(Collected data entries)
# # # #
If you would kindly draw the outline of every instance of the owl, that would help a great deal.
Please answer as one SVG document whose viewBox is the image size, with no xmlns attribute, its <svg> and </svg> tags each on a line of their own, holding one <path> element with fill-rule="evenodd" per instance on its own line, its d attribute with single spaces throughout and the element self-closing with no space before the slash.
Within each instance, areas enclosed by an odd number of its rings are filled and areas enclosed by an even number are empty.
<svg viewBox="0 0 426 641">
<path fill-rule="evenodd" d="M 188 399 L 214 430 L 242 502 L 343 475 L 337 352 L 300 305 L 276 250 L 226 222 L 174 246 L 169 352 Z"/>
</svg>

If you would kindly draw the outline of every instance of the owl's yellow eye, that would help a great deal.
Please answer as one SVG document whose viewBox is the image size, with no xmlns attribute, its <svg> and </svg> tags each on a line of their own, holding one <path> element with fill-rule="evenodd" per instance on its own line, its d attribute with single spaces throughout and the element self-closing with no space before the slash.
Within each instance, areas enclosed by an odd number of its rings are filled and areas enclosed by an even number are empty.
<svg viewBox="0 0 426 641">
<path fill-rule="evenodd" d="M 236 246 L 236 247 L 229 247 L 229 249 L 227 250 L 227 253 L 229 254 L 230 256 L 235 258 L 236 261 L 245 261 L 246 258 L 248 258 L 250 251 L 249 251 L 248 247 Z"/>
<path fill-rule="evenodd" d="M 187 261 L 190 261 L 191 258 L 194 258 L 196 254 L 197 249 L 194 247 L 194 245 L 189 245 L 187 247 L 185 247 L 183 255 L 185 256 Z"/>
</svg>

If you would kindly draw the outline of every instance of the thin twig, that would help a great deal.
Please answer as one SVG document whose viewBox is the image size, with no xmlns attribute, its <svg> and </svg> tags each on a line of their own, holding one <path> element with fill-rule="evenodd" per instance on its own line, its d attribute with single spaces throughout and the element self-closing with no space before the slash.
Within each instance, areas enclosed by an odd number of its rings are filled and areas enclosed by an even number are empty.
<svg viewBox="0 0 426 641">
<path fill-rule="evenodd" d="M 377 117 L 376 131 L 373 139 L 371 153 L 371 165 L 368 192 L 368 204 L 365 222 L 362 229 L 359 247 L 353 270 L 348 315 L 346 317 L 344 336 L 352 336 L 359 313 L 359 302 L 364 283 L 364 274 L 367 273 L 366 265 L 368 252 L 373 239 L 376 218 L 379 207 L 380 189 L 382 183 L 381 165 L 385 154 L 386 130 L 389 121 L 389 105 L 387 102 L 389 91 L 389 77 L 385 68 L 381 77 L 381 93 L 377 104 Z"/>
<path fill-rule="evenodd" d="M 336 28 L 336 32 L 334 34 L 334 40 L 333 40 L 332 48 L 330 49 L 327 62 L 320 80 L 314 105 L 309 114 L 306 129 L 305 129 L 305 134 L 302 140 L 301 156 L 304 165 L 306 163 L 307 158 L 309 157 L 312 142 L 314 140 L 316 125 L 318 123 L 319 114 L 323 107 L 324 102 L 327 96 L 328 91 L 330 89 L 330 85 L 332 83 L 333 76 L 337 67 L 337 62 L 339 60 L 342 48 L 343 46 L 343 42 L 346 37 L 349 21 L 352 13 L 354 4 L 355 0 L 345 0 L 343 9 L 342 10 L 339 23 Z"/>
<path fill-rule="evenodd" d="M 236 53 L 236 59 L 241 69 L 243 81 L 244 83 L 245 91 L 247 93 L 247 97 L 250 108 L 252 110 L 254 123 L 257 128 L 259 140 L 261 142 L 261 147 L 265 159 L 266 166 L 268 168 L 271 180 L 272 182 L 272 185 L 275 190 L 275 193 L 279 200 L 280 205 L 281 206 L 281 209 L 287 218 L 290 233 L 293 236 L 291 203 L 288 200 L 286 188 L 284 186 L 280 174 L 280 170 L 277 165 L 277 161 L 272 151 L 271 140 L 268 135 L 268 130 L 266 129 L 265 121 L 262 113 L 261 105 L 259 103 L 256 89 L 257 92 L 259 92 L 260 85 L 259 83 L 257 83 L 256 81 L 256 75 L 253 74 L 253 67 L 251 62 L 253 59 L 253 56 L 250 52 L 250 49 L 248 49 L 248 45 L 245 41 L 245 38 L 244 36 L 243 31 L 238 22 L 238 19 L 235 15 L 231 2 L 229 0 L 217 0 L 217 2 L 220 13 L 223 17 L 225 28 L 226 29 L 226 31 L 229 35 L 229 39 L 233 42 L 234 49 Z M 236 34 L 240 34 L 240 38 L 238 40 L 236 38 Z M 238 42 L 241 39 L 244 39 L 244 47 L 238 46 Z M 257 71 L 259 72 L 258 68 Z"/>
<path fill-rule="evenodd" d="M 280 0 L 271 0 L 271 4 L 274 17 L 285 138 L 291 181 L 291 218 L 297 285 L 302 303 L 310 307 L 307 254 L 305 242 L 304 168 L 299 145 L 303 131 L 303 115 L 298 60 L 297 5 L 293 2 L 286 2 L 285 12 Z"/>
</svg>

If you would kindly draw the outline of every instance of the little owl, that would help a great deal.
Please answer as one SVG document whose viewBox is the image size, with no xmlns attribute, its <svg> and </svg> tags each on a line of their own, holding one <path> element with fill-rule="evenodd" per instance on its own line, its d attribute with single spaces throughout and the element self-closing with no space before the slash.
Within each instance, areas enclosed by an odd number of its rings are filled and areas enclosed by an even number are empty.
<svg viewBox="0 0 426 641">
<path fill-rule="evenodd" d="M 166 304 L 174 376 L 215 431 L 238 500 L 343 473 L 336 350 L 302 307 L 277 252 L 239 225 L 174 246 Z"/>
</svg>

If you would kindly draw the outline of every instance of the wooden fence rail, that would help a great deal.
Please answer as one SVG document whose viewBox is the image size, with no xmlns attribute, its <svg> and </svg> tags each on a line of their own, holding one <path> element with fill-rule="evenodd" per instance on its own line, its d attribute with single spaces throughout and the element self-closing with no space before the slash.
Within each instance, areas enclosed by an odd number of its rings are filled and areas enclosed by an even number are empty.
# # # #
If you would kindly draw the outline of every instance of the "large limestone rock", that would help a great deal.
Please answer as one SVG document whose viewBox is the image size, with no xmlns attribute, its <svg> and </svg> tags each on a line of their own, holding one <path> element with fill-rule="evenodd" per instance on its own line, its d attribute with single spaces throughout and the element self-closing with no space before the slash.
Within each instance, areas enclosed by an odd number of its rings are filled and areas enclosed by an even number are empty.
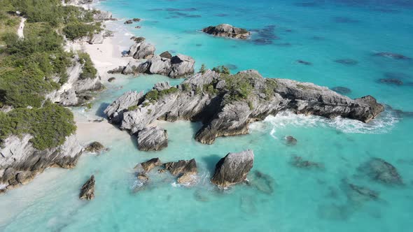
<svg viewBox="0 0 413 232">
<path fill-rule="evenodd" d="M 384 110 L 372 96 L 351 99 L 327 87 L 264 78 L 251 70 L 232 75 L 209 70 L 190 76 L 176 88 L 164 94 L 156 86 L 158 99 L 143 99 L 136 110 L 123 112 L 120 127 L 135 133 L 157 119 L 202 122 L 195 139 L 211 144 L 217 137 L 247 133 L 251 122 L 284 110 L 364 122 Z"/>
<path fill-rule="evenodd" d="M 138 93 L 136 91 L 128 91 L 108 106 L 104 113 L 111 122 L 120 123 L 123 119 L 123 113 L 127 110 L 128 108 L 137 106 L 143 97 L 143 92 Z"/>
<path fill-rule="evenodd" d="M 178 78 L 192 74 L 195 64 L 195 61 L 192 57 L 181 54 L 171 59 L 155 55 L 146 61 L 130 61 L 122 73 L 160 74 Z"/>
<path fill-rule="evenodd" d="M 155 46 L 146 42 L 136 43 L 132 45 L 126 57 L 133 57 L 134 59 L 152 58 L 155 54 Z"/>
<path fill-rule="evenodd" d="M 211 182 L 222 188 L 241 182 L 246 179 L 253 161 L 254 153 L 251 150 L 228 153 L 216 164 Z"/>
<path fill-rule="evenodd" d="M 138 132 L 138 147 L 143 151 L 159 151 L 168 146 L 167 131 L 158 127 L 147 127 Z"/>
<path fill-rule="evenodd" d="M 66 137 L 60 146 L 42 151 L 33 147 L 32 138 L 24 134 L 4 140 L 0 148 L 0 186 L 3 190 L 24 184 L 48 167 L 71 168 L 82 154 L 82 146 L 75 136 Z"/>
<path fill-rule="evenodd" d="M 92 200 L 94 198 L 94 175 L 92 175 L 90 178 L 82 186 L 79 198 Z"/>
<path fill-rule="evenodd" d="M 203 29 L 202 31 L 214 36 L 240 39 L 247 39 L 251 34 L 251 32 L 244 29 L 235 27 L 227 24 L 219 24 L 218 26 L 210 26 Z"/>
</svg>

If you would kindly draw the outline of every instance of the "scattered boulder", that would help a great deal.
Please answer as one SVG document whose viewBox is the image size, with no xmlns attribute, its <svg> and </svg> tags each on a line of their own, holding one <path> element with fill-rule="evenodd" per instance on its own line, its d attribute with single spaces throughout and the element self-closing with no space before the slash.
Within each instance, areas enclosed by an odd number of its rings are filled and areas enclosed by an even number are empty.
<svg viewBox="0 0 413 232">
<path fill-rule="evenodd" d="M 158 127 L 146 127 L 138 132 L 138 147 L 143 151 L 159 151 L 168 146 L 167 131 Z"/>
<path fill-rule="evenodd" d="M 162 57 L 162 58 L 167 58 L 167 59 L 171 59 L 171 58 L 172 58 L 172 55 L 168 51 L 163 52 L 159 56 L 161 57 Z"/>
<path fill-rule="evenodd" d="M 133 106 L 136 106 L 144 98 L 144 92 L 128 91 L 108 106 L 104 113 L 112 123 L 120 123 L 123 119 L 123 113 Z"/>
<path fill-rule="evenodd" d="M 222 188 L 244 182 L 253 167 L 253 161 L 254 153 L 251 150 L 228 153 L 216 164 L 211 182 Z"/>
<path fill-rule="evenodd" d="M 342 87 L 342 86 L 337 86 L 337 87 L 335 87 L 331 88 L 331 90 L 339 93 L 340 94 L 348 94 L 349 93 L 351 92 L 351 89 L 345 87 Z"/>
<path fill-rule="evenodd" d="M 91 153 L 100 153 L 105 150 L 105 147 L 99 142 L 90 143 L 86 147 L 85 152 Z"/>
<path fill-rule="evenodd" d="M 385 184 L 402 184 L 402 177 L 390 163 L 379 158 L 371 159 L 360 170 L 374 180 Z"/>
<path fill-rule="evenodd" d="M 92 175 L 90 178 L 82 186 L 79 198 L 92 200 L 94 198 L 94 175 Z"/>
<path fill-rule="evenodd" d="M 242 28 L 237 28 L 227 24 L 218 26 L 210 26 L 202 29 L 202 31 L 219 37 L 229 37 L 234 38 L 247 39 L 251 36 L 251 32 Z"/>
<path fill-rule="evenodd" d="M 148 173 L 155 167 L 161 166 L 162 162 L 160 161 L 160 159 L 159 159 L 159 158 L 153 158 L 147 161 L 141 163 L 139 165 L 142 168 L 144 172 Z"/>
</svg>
# # # #
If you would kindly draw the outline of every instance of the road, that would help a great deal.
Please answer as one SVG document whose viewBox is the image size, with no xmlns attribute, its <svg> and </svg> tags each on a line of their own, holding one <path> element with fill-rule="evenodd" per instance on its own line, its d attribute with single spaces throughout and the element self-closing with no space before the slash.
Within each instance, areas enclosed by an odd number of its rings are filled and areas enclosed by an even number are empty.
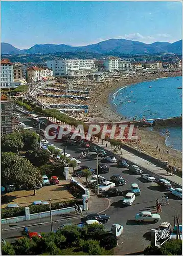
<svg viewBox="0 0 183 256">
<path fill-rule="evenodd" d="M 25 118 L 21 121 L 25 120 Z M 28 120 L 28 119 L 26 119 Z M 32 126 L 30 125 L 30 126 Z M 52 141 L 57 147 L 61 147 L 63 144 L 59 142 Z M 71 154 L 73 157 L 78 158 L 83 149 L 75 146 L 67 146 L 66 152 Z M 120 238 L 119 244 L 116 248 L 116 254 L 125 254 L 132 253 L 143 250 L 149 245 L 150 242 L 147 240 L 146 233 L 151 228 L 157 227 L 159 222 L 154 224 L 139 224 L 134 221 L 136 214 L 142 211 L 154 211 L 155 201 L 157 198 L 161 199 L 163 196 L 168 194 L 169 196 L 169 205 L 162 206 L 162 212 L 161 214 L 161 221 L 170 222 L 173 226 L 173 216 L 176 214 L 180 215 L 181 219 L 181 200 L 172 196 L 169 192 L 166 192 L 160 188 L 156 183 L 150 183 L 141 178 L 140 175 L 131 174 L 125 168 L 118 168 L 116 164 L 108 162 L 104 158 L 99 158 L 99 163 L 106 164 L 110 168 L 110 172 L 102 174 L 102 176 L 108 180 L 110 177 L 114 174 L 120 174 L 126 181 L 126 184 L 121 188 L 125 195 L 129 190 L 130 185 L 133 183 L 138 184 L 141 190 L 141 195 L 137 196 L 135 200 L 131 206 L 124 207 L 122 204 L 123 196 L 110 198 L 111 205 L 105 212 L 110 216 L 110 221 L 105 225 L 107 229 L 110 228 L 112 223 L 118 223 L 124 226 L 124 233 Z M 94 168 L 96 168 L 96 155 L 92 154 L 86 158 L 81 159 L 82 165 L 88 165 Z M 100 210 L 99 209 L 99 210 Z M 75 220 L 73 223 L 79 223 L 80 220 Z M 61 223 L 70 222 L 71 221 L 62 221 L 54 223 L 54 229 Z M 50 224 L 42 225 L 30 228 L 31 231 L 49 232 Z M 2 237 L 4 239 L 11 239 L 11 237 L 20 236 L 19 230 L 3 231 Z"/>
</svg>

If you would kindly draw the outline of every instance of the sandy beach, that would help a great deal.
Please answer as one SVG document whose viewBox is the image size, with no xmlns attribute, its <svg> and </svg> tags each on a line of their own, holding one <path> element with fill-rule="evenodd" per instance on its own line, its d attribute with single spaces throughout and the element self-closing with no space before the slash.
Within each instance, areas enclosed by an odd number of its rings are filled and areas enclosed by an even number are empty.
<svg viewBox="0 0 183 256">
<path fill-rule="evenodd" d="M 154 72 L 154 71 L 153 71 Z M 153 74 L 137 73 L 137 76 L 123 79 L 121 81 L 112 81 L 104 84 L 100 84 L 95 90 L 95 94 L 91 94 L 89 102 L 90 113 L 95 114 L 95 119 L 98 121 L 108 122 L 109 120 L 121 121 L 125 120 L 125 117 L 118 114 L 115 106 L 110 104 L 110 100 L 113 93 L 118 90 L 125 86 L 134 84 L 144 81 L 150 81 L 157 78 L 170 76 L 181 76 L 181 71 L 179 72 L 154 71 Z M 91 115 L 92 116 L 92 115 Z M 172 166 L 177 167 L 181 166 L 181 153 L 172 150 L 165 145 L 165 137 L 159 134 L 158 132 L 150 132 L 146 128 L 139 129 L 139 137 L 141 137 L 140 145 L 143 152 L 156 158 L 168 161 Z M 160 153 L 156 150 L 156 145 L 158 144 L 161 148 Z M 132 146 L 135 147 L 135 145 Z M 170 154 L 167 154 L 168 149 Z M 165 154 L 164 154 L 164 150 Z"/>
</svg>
# # # #
• [Prompt]: Could you give the part of the listing between the lines holding "twig, that would help a great deal." and "336 28 L 336", inclusive, as a two-column CSV with the header input,output, one row for each text and its answer, each in a single quoted field with line breaks turned into spaces?

• [Exercise solution]:
input,output
"If you would kindly draw the outline of every instance of the thin twig, that would help a great deal. Please answer as one SVG document whose viewBox is the image size, with no xmlns attribute, its <svg> and </svg> tags each on a line of their own, holding one <path> element with fill-rule=""evenodd"" per instance on its own line, its d attribute with single spaces throughout and the element self-closing with no space before the slash. Within each instance, areas enclosed by an odd number of its rings are filled and areas enclosed by an even number are empty.","<svg viewBox=""0 0 426 641""> <path fill-rule=""evenodd"" d=""M 377 117 L 376 131 L 373 139 L 371 153 L 371 165 L 368 192 L 368 204 L 365 222 L 362 229 L 359 247 L 353 270 L 348 315 L 346 317 L 344 336 L 352 336 L 359 313 L 359 302 L 364 283 L 364 274 L 367 273 L 366 265 L 368 252 L 373 239 L 376 218 L 379 207 L 380 189 L 382 183 L 381 165 L 385 154 L 386 130 L 389 121 L 389 105 L 387 102 L 389 91 L 389 77 L 385 68 L 381 77 L 381 93 L 377 104 Z""/> <path fill-rule=""evenodd"" d=""M 336 28 L 336 32 L 334 34 L 334 40 L 333 40 L 332 48 L 330 49 L 327 62 L 320 80 L 314 105 L 309 114 L 306 129 L 305 129 L 305 134 L 302 140 L 301 156 L 304 165 L 306 163 L 307 158 L 309 157 L 312 142 L 314 140 L 316 125 L 318 123 L 319 114 L 323 107 L 324 102 L 327 96 L 328 91 L 330 89 L 330 85 L 332 83 L 333 76 L 337 67 L 337 62 L 339 60 L 342 48 L 343 46 L 343 42 L 346 37 L 349 21 L 352 13 L 354 4 L 355 0 L 345 0 L 343 9 L 342 10 L 339 23 Z""/>"